Directions
Give only the number of lines in these records that include "instance".

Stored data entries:
────────

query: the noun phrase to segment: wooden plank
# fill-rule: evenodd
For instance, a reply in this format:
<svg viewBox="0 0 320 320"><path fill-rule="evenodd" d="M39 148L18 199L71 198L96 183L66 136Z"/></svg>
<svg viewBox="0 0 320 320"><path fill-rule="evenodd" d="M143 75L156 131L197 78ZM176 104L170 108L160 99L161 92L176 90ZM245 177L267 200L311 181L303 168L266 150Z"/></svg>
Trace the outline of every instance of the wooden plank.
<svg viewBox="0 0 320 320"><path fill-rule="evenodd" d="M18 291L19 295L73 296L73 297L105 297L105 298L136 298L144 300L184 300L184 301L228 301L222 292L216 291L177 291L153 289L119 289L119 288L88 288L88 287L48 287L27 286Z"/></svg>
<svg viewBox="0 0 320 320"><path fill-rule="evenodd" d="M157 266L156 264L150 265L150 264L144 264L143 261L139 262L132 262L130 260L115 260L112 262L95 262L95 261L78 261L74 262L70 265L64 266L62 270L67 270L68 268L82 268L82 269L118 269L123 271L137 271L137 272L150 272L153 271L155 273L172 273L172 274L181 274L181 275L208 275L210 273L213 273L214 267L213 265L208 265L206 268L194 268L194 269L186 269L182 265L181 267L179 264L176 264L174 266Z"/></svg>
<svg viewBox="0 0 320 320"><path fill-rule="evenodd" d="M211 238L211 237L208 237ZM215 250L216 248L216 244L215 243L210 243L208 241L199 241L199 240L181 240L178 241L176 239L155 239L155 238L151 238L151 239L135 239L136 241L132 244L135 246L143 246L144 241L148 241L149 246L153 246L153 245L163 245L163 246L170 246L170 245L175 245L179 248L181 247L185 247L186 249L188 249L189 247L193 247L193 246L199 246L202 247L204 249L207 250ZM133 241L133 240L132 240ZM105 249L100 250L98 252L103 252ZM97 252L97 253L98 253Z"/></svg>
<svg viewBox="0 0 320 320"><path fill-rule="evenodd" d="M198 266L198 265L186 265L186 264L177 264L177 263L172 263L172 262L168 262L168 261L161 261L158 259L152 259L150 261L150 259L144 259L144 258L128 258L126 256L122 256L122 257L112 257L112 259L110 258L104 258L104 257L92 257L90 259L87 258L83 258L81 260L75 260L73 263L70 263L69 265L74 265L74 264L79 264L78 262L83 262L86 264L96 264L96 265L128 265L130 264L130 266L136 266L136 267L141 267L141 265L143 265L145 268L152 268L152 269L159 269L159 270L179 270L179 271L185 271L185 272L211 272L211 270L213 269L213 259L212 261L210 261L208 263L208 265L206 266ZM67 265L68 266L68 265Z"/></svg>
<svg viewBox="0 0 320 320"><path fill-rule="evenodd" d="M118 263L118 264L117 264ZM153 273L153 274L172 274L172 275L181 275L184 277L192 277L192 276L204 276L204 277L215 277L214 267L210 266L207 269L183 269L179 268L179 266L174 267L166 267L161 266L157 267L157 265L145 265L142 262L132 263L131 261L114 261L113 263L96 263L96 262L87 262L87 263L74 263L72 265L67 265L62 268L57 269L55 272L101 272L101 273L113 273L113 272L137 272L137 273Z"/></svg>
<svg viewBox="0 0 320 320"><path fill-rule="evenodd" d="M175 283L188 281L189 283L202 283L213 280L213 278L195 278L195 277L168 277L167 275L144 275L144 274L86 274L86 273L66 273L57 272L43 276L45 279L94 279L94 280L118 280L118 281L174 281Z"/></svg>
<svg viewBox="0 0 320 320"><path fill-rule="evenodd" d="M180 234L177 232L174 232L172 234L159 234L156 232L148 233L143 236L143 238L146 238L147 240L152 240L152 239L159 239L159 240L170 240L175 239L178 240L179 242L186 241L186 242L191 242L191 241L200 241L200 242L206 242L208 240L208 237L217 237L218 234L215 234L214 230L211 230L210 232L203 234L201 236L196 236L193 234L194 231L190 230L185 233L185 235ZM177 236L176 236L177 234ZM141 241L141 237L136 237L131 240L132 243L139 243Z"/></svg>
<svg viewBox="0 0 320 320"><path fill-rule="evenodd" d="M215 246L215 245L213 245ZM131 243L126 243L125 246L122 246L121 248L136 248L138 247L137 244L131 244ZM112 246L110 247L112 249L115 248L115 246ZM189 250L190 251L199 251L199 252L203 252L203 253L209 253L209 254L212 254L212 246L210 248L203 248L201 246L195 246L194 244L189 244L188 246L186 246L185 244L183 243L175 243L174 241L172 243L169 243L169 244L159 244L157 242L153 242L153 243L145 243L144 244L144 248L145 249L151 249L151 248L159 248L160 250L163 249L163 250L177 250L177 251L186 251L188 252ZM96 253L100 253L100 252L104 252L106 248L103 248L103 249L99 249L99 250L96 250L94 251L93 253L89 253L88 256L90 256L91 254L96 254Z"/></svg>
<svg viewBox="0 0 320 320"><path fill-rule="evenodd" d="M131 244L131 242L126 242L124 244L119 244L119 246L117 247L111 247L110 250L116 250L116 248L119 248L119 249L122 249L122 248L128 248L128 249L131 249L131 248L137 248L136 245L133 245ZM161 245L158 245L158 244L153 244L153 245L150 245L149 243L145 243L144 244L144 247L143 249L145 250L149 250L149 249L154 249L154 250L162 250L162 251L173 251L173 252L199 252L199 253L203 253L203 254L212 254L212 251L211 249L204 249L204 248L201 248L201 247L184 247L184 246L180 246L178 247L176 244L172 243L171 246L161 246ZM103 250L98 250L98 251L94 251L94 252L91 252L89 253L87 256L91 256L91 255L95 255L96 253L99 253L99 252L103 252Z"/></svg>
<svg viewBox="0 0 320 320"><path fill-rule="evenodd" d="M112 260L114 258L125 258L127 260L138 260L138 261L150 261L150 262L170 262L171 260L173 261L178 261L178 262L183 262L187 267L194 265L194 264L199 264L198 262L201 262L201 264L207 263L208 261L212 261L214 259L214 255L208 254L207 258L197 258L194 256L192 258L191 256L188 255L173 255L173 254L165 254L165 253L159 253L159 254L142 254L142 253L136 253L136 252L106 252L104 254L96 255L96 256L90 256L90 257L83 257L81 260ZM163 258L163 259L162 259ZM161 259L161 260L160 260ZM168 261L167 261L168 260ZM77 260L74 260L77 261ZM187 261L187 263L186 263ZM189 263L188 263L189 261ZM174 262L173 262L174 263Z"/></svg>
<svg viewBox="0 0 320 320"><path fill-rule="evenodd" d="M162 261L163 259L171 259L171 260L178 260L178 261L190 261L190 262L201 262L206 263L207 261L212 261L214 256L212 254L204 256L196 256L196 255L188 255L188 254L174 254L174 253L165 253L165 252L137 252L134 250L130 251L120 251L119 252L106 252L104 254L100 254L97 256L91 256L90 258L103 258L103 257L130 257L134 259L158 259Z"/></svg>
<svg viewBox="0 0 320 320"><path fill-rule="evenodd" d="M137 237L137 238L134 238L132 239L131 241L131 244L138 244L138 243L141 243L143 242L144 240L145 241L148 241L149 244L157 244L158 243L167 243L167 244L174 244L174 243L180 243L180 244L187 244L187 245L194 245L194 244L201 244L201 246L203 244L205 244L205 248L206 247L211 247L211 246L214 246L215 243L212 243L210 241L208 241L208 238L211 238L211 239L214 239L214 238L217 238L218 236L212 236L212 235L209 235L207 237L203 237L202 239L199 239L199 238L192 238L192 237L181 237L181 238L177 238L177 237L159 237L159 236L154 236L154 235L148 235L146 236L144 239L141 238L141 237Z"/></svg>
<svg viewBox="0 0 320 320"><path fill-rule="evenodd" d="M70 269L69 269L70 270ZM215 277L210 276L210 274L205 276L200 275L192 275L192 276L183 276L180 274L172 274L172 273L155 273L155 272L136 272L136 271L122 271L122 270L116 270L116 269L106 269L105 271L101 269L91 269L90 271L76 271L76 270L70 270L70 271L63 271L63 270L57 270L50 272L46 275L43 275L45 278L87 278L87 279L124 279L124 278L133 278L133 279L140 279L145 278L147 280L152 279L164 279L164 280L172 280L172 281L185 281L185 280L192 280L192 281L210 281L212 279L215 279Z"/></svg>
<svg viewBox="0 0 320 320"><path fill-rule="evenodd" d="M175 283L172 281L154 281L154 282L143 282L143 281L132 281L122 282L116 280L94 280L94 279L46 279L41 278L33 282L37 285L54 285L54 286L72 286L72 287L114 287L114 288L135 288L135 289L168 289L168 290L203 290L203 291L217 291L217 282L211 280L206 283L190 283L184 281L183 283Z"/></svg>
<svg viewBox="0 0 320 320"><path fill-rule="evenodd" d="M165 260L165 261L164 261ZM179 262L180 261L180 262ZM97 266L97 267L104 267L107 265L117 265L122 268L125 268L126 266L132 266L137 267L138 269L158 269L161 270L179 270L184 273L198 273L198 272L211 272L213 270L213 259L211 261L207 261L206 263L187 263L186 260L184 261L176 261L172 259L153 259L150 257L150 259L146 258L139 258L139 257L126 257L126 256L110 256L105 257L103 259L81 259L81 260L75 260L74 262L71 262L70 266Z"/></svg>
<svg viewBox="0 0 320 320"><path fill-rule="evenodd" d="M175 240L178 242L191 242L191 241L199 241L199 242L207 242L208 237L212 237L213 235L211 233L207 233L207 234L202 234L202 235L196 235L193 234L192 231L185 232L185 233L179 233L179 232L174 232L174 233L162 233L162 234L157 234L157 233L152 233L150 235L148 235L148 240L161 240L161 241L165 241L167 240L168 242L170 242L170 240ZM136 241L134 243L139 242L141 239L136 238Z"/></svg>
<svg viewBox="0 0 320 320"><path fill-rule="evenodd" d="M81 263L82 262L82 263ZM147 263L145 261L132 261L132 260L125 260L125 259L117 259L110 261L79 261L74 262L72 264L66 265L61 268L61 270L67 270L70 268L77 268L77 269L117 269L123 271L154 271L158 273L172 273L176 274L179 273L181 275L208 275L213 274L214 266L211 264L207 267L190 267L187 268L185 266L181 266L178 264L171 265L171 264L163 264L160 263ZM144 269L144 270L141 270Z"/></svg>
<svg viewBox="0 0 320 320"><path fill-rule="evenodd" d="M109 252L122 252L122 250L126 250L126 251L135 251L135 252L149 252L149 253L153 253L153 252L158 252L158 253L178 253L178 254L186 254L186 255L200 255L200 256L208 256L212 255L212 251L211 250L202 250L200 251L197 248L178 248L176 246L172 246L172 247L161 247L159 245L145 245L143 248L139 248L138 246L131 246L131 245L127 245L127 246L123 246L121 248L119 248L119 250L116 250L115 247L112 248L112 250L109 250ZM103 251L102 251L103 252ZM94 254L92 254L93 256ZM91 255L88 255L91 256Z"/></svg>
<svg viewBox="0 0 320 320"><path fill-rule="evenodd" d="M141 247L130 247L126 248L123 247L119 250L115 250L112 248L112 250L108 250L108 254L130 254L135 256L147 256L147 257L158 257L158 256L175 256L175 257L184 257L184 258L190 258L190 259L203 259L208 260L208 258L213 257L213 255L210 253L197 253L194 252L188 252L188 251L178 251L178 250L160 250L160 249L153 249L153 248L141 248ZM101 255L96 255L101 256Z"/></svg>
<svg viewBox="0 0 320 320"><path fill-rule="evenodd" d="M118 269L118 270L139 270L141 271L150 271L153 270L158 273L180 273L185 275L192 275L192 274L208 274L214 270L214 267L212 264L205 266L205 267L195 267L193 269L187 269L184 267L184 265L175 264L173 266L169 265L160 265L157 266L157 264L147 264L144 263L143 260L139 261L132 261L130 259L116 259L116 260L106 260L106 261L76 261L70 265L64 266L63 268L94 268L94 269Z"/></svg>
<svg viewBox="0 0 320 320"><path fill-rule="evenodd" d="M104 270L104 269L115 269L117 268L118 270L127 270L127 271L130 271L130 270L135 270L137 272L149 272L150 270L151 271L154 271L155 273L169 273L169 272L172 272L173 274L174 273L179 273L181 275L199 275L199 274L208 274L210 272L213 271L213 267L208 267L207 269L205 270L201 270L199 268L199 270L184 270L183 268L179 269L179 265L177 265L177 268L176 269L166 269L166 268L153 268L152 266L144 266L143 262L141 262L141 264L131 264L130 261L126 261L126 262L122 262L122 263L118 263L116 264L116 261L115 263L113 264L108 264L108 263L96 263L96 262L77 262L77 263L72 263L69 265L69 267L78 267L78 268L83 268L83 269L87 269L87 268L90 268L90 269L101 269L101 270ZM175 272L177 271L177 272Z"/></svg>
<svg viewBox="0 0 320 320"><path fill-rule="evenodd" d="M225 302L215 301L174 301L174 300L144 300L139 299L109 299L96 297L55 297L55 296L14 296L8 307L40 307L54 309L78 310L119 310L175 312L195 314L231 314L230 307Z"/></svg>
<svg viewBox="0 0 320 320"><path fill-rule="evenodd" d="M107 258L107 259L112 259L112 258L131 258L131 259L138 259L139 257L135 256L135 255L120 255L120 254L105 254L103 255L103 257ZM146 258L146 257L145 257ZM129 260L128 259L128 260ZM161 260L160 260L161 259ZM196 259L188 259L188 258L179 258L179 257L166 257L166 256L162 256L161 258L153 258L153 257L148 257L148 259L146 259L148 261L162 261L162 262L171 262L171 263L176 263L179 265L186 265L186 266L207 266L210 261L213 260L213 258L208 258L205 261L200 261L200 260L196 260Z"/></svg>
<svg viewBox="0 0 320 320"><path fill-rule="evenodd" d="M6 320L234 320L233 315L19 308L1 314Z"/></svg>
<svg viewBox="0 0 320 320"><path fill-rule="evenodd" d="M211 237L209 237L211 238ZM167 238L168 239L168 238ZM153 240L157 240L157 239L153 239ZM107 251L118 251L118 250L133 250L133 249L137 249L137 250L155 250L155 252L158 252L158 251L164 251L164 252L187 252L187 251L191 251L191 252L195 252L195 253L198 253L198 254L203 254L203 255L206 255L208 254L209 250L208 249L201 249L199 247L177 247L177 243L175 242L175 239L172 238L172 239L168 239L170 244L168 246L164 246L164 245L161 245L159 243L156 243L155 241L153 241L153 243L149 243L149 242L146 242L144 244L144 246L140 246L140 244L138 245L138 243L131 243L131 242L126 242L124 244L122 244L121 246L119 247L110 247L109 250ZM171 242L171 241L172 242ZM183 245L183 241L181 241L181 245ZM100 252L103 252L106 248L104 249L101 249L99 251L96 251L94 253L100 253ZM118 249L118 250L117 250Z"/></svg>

────────

Your solution
2